Given problem.
The line containing "TARGET: sunset sky" and every line after it, through the last, are to be extracted exactly; no other lines belong in the answer.

Source material.
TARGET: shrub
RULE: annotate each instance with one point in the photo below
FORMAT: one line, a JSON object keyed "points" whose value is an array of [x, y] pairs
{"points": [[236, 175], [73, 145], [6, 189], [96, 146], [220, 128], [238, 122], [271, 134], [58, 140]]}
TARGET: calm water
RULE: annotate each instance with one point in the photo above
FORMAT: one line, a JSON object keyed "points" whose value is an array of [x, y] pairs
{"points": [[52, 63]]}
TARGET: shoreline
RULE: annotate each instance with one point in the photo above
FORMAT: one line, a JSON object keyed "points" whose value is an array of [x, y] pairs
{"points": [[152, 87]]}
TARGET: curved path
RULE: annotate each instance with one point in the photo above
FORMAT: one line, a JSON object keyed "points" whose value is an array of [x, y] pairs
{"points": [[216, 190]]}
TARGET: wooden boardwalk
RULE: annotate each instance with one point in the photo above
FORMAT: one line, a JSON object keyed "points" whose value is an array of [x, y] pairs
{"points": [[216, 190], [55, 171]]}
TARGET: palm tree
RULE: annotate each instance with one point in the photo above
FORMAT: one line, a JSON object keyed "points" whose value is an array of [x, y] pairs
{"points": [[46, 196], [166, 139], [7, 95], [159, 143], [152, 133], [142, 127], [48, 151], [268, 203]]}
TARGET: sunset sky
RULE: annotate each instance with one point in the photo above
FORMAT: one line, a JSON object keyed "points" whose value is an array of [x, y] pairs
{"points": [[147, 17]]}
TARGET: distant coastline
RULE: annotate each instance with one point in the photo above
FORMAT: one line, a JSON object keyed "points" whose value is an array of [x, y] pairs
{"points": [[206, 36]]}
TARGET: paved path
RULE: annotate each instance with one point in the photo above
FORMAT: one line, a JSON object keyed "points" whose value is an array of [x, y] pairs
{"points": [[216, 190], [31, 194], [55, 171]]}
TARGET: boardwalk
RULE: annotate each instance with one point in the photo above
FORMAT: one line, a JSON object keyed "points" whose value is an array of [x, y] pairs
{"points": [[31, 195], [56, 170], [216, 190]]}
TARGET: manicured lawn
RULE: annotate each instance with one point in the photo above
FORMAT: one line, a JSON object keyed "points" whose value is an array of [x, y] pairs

Worked solution.
TARGET: sunset sky
RULE: annotate each instance with one point in the photo above
FORMAT: one line, a JSON object keyed "points" whose value is an array of [x, y] pairs
{"points": [[147, 17]]}
TARGET: distant coastline
RULE: annotate each instance with one point in the photo above
FORMAT: one line, a JSON object keyed "points" whose value is an array of [x, y] pairs
{"points": [[206, 36]]}
TARGET: paved path
RULE: annotate each instance with one point in the photo above
FORMAT: one line, a JSON object keyed "points" whose value is an array of [x, y] pairs
{"points": [[216, 190], [31, 194], [55, 171]]}
TARGET: boardwalk
RULE: annotate each instance with one point in the photo above
FORMAT: one line, a JSON object keyed "points" whose value is an array of [x, y] pairs
{"points": [[31, 195], [56, 170], [216, 190]]}
TARGET: manicured lawn
RULE: annotate each instance with one point in the photo above
FORMAT: one line, a JSON object keyed "points" whose value is an array of [x, y] pairs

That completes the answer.